> **Lista de tareas**
A. Reúne todas las filas de abajo que contengan la palabra "bird" y cópialas sin cambiar nada.
B. Prosigue el artículo sobre el cómic Balas perdidas a partir de su última frase.

> **Fragmento proporcionado**
Cómic
Las tres décadas en las que David Lapham disparó viñetas (y balas perdidas) al sueño americano

Un culebrón con sus inevitables enredos, infidelidades, traiciones y revanchas, pero cuyos protagonistas duermen en autocaravanas y moteles baratos y no en suntuosas mansiones. El relato formativo de una muchacha que pasea por el lado más bestia de la vida desde niña y se evade del horror cotidiano escribiendo las historietas de su alter ego, una ladrona galáctica. Un tratado de ficción, crudo y sin una moraleja explícita, en torno a los diferentes niveles de violencia que sufren, pero también ejecutan, quienes han acabado moviéndose —por propia voluntad o porque a la fuerza ahorcan— en la órbita de traficantes, policías, sicarios y proxenetas.
Todo eso es Balas perdidas, un cómic creado en 1995 por el guionista y dibujante estadounidense David Lapham que suma casi 3.000 páginas en una publicación a trompicones, desarrollada en varias etapas. La primera duró hasta 2004, con 40 números autoeditados artesanalmente por El Capitán, la editorial que Lapham fundó con su esposa Maria para dar salida a esta obra. En 2014 regresó de la mano de Image, una empresa grande donde los autores retienen la propiedad de sus creaciones, con el número 41 que cerraba ese primer ciclo y dos nuevas historias: “Asesinos”, de ocho entregas, y “Sunshine and roses”, a la que puso fin en 2020 tras 42 números. El paréntesis y la irregular periodicidad se debieron al maldito parné: el retorno económico no era suficiente y Lapham tuvo que trabajar entre 2005 y 2012 en títulos clásicos de superhéroes de Marvel y DC como Batman, Daredevil o Lobezno para poder pagar facturas.
“Obviamente, Balas perdidas es claramente una novela negra, pero tiene un giro peculiar”, explicó Lapham en una entrevista en la web especializada The Beat en 2015, meses después del inicio de “Sunshine and roses”. El autor aseguraba que prefiere hablar de “novela negra doméstica” para referirse a su creación, porque Balas perdidas “no es exactamente el tipo de noir de policías y ladrones: hay algunos ladrones, no muchos policías”. También precisaba que utiliza elementos criminales en estas historias para “intensificar la emoción de cosas por las que he pasado o cosas bastante universales con las que todos podemos identificarnos”, y ponía como ejemplo la trama de “Asesinos” en la que dos jóvenes —Virginia y Eli— “tienen una relación y su mundo se desgarra con todas las armas que entran en ella”.

> **Entradas**
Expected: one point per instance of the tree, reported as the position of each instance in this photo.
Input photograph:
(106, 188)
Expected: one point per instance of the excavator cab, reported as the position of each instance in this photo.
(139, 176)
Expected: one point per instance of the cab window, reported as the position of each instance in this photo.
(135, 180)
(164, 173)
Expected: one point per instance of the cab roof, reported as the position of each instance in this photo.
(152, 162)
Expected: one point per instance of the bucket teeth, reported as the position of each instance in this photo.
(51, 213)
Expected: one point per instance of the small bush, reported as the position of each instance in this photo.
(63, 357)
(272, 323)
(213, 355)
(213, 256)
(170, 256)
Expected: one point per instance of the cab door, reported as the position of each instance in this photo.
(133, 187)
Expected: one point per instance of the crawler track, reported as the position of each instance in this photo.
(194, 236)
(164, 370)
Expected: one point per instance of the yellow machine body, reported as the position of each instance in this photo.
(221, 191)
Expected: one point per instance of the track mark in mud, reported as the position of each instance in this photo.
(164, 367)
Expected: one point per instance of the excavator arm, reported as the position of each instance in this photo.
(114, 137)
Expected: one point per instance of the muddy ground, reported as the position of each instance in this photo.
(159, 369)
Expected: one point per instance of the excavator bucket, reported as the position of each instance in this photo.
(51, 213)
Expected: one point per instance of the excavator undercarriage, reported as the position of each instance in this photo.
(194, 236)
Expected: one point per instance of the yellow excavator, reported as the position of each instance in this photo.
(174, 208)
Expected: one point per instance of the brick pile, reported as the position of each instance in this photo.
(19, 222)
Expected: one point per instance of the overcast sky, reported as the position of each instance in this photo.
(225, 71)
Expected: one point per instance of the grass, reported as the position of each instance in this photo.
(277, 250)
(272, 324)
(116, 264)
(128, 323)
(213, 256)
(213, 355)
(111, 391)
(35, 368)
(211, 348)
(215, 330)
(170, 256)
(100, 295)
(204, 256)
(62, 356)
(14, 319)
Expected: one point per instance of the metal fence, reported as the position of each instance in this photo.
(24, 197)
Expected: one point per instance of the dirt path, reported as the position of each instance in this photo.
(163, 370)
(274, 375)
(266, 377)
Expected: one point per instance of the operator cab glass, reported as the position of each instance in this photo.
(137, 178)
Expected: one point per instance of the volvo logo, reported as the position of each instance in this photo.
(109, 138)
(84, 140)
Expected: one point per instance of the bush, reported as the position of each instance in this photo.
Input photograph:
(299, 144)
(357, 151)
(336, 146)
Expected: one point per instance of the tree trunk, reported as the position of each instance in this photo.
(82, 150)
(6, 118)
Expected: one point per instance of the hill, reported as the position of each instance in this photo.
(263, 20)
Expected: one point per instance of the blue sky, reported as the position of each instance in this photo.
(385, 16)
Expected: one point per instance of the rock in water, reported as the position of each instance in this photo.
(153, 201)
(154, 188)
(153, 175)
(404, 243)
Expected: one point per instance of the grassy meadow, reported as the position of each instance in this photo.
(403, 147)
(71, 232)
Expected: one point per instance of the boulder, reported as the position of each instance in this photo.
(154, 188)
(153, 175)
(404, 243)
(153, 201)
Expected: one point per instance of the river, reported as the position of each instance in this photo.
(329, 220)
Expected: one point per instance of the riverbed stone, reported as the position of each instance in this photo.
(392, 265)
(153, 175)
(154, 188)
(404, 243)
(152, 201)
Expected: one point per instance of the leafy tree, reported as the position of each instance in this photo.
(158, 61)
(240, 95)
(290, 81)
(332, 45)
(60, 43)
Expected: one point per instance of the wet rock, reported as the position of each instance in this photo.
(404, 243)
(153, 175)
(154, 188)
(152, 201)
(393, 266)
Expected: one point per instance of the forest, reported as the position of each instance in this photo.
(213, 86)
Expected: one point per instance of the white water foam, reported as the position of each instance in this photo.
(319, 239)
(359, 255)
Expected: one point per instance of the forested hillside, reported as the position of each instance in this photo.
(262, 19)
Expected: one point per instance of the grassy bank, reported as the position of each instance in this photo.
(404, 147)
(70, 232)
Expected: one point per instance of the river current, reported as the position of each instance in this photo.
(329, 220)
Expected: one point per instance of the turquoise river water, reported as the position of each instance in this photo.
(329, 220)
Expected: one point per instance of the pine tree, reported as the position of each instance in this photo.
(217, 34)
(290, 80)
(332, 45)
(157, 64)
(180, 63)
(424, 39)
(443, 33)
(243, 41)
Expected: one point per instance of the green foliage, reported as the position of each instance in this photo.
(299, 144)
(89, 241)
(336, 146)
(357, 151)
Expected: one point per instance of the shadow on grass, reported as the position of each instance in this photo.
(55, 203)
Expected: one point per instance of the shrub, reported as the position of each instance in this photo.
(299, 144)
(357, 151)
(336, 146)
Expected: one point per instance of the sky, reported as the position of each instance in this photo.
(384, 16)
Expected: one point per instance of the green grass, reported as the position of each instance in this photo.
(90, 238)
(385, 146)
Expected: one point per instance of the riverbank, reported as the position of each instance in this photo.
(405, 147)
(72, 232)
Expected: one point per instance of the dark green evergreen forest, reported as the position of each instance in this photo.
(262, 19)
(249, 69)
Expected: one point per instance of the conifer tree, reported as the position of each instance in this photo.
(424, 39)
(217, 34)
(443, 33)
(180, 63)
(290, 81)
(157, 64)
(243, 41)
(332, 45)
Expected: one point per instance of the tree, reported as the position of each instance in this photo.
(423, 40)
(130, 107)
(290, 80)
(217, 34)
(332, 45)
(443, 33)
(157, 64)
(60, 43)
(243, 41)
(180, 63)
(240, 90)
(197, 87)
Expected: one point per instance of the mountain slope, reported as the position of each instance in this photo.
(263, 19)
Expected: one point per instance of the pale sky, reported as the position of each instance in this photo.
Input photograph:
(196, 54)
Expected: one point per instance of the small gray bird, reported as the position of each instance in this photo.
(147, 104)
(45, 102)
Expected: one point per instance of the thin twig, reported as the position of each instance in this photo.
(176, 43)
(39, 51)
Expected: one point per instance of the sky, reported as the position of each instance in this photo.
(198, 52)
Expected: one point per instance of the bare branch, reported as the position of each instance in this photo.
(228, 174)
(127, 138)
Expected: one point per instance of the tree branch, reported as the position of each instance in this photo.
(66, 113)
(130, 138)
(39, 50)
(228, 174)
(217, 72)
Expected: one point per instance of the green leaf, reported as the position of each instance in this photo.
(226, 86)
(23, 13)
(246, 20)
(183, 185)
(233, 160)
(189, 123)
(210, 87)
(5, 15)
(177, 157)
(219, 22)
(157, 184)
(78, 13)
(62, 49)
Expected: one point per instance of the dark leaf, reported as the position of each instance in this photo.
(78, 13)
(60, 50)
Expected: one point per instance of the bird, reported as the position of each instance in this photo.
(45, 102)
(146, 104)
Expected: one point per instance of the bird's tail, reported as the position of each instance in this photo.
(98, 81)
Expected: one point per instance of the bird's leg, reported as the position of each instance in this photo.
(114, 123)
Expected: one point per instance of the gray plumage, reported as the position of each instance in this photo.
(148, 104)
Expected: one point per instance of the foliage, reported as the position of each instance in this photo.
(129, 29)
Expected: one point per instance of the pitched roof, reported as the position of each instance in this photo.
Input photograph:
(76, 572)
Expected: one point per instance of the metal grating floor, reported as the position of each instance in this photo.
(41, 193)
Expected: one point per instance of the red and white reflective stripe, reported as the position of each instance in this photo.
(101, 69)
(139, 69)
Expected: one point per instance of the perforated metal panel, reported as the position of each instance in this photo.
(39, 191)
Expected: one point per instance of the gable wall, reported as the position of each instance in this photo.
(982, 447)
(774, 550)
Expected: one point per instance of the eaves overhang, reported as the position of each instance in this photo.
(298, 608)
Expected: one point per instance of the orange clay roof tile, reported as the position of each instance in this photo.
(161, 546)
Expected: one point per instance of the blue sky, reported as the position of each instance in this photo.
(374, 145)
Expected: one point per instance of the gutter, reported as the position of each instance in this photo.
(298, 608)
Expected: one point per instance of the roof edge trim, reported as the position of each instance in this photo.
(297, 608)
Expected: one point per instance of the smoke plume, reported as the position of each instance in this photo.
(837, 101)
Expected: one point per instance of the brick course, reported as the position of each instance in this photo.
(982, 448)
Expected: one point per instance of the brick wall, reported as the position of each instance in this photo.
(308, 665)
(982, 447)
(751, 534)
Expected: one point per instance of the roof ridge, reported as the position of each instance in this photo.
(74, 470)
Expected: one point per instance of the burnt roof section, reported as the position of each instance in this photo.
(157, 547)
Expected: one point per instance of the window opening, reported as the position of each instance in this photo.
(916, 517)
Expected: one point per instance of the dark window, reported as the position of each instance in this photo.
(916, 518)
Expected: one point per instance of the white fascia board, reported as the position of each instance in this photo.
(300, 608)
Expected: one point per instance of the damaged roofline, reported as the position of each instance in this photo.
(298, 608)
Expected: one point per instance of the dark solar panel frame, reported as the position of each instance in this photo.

> **Resultados**
A.
Expected: one point per instance of the small gray bird, reported as the position of each instance in this photo.
Expected: one point per instance of the bird, reported as the position of each instance in this photo.
Expected: one point per instance of the bird's tail, reported as the position of each instance in this photo.
Expected: one point per instance of the bird's leg, reported as the position of each instance in this photo.

B.
El protagonismo en Balas perdidas es coral ya que Lapham sigue las correrías de varias ovejas descarriadas a lo largo de un periodo que sitúa entre 1974 y 1997 en distintas ciudades de Estados Unidos. Pero el eje sobre el que termina girando la acción es Virginia Applejack, una chica que se fuga de casa a los 13 años y que tiene un imán para atraer a personajes indeseables que la colocan en situaciones muy peligrosas. También sabe salir airosa de ellas y se refugia en la fantasía escribiendo las historias de un cómic protagonizado por Amy Racecar, trasunto de ella misma. El otro polo de Balas perdidas es Harry, el invisible jefe de una banda criminal de poca monta que cuenta en sus filas con mercenarios sin escrúpulos apodados Spanish Scott, Monstruo y Dedos. A Harry no se le llega a ver la cara en ningún momento. Entre una y otro, Lapham teje una tupida red compuesta por numerosas historias cruzadas y personajes que van y vienen —el triángulo que forman la cocainómana Nina, Beth, casi una hermana mayor para Virginia, y su chico Orson, en principio ajeno a ese mundo turbio, quienes urden un plan para robar a Harry y huir posteriormente; el caos patético pero entrañable que desatan la ninfómana Rose y su hijo neurodivergente Joey— en una narración no lineal, con continuos saltos atrás y adelante en el tiempo.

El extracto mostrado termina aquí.